### [Aim]
How many of the lines below contain the string "gravel"? Case counts, so match capitalization. Reply with the number alone.

Data items:
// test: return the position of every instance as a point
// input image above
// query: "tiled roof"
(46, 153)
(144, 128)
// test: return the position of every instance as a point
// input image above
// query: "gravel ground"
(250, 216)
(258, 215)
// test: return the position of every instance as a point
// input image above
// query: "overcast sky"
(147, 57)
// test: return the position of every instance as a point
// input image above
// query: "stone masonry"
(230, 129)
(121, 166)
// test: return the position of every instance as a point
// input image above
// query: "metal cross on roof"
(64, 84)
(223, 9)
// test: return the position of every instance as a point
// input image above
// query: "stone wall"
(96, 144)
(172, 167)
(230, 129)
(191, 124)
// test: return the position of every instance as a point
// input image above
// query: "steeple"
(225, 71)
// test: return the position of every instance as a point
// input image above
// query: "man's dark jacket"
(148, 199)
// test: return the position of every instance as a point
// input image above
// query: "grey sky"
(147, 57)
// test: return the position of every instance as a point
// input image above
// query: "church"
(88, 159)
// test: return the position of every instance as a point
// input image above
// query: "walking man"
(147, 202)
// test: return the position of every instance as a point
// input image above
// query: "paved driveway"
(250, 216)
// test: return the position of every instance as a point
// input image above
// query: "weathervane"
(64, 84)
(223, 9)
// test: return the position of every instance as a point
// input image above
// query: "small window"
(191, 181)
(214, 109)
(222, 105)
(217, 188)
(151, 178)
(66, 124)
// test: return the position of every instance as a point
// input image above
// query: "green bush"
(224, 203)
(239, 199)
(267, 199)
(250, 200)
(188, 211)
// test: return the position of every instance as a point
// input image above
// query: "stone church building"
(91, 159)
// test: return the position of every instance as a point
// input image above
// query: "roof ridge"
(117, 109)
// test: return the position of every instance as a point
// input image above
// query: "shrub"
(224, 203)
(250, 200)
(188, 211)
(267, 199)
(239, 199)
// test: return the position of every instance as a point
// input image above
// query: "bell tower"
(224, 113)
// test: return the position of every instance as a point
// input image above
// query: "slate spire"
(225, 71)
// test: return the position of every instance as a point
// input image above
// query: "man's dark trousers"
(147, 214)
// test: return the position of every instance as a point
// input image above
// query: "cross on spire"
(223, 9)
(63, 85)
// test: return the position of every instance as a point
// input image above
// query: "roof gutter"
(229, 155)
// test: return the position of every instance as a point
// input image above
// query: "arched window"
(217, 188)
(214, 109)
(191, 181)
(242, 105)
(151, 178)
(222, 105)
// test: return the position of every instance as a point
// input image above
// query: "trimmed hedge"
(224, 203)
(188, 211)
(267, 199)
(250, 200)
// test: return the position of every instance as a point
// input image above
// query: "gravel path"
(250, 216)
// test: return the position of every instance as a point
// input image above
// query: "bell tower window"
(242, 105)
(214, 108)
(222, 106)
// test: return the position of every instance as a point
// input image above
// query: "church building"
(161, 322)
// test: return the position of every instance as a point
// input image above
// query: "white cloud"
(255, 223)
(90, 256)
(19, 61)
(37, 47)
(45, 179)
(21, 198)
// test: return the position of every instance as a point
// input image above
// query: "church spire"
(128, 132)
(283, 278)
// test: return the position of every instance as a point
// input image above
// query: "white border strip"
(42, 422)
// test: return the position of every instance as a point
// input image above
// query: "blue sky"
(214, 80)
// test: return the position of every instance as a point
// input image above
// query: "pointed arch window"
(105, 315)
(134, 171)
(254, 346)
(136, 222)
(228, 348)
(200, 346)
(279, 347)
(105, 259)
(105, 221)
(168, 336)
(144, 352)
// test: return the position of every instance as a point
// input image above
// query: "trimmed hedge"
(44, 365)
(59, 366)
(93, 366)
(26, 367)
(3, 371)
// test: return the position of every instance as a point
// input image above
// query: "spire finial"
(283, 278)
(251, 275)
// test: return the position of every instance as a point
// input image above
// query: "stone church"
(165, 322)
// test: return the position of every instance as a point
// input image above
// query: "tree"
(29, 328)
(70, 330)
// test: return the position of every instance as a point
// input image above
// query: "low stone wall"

### [Solution for this problem]
2